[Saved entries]
——————
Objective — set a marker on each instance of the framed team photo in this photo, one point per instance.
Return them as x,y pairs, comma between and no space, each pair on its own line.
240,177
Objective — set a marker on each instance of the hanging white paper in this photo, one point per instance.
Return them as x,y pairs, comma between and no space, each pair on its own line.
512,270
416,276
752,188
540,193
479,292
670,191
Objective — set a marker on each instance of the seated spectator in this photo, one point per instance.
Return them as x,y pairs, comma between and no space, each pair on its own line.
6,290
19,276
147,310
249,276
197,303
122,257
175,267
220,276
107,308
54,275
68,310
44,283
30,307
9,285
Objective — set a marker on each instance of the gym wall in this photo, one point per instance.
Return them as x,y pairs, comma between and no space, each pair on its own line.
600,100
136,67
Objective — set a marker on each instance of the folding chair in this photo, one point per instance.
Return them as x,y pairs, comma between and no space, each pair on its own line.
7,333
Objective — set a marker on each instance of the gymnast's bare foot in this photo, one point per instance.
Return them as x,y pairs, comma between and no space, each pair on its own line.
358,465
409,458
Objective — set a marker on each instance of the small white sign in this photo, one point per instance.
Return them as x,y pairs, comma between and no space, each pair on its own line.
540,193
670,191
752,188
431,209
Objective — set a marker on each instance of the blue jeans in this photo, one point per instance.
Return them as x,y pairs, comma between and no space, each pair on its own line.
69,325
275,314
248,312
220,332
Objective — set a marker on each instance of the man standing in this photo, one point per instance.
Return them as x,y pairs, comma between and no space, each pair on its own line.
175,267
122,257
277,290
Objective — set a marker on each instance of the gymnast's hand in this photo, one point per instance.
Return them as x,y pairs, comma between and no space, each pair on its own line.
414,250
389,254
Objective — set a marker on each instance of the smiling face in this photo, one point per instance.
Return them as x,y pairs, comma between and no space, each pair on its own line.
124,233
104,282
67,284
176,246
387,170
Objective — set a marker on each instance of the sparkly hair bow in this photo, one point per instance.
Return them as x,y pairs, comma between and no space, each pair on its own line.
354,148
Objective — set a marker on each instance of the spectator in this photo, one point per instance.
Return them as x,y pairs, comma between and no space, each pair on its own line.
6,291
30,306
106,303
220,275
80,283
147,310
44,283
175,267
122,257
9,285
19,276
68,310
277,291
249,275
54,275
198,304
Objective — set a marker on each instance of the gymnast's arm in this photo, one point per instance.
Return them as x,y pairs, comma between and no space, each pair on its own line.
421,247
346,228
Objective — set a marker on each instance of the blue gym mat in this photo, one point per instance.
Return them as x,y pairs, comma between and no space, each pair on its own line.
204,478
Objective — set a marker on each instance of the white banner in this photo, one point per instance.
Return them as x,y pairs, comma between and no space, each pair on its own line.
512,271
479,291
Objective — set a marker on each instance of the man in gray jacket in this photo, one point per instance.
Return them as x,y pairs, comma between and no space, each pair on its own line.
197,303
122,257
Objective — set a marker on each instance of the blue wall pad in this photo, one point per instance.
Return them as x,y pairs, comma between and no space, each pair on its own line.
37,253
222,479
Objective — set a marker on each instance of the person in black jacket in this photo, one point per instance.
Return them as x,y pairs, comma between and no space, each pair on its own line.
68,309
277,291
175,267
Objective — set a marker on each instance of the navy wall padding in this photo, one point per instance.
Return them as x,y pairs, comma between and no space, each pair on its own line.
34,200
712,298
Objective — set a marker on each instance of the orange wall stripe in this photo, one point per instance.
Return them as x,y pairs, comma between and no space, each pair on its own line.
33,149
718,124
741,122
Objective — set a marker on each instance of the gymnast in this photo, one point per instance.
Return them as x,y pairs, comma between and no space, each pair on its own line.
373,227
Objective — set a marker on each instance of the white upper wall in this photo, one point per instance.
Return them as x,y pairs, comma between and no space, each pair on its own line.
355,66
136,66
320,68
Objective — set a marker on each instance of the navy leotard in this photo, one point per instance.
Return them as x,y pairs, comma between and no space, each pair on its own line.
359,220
——————
Problem: Every entry, written out exactly, is what the response should contain.

Written answer:
Objective — set a marker on each instance of the framed team photo in this photo, one point per instance.
Return them as x,y pairs, comma between and no space, each pair on its own line.
240,177
Objective — set a marker on each instance of the hanging white paper in this photo, one point per instance.
Return them as x,y pairs, comma between and no space, each pair on its own line.
512,270
416,276
752,188
540,193
479,292
670,191
Objective — set a marker on each instance of the seated spectator in this photo, one point per instance.
Return them as x,y pairs, comma between and no space, each pair on its own line.
6,290
19,276
147,310
249,276
197,303
122,257
175,267
220,276
107,308
54,275
68,310
44,283
30,307
9,285
Objective — set a marker on each instance of the gym wall in this photo, one point per instance.
Return them as x,y pairs, comma between and no space, each pair on its own line.
600,100
136,67
Objective — set a marker on each instance of the folding chair in this photo, one point per instance.
Return them as x,y pairs, comma between and no space, each pair on its own line.
7,333
Objective — set a marker on each instance of the gymnast's bare foot in this photo, one point per instance.
Return them as x,y pairs, comma between and no space, each pair on its own line.
358,465
409,458
Objective — set a marker on each instance of the small white sign in this photo, one point per instance.
Return them as x,y pairs, comma between and no space, each pair on its own line.
540,193
670,191
752,188
431,209
Objective — set a marker on each instance of the blue jeans in this photo, one point per instance.
Return them as x,y pairs, comma between and no space, each pair on its own line.
69,325
275,314
248,312
220,332
Objective — set a marker on each instance of the man standing in this photo, one point per instance.
Return them as x,y pairs, comma between and no space, each pair on its own line.
175,267
122,257
277,290
Objective — set a marker on each instance of the gymnast's hand in this photo, one point per instance.
Return them as x,y pairs, comma between and no space, each pair on its own line.
414,250
389,254
Objective — set a marker on each instance of the smiling face in this photo, one point per instance.
Return them as x,y pairs, comma between and no space, each pair on its own line.
124,233
104,282
67,284
176,246
387,170
Objective — set a marker on each instance of the sparkly hair bow in this photo, one point per instance.
Return them as x,y pairs, comma between and no space, each pair on its own line.
354,148
Objective — set a marker on each instance of the spectator in this photo, one point per instance.
Return them as x,y pairs, comma between and no space, each pair on its own line.
6,291
30,306
106,303
220,275
80,283
147,310
44,283
175,267
122,257
9,285
19,276
68,310
277,291
249,275
54,275
198,304
Objective — set a marker on each instance of the gymnast's arm in this photo, one point per instance.
Return them as x,y pairs, comma between and no space, each pair on its own line.
421,247
346,228
Objective — set a marker on each instance of the blue gym mat in this photo, one point per instance.
Return them as x,y pairs, comma between and no space, each pair on its own line.
204,478
Objective — set a marker on each instance of the white banner in this photo, one point per instance.
Return them as x,y pairs, comma between and no space, each pair on its own line.
512,271
479,291
Objective — set a marker on each instance of the man in gray jacket in this photo, one point per instance.
Return them as x,y pairs, comma between and no space, each pair on its own line.
197,303
122,257
Objective — set a marker on each instance of the blue wall pad in this photo, one point per instance.
Return them as x,y pairs, comma between and no space, each pair on its own line.
37,253
222,479
Objective — set a marker on each instance of the person in black jacket in this photo, one point per instance.
Return them as x,y pairs, comma between and no space, each pair on its own line.
68,309
277,291
175,267
Objective — set a marker on each instance of the navy wall padding in this photo, one point per instance.
Return them as x,y pairs, comma between and no space, each pair on its own line.
34,200
712,298
Objective — set a marker on each instance of the orange wall stripe in this photo, one point per instance.
Return them as x,y pairs, comma between and no space, each pair on its own line.
33,149
718,124
741,122
Objective — set a marker on each instance of the gymnast in this photo, one point per instance.
Return them as x,y pairs, comma between and no space, each pair on its own line.
373,227
Objective — set a marker on each instance of the white upper wall in this photo, one point per instance.
Return them as x,y pairs, comma between and no space, each pair on its own line.
355,66
136,66
320,68
Objective — set a marker on each instance of the navy leotard in this photo, one point per instance.
Return them as x,y pairs, comma between and no space, each pair on its own line.
359,220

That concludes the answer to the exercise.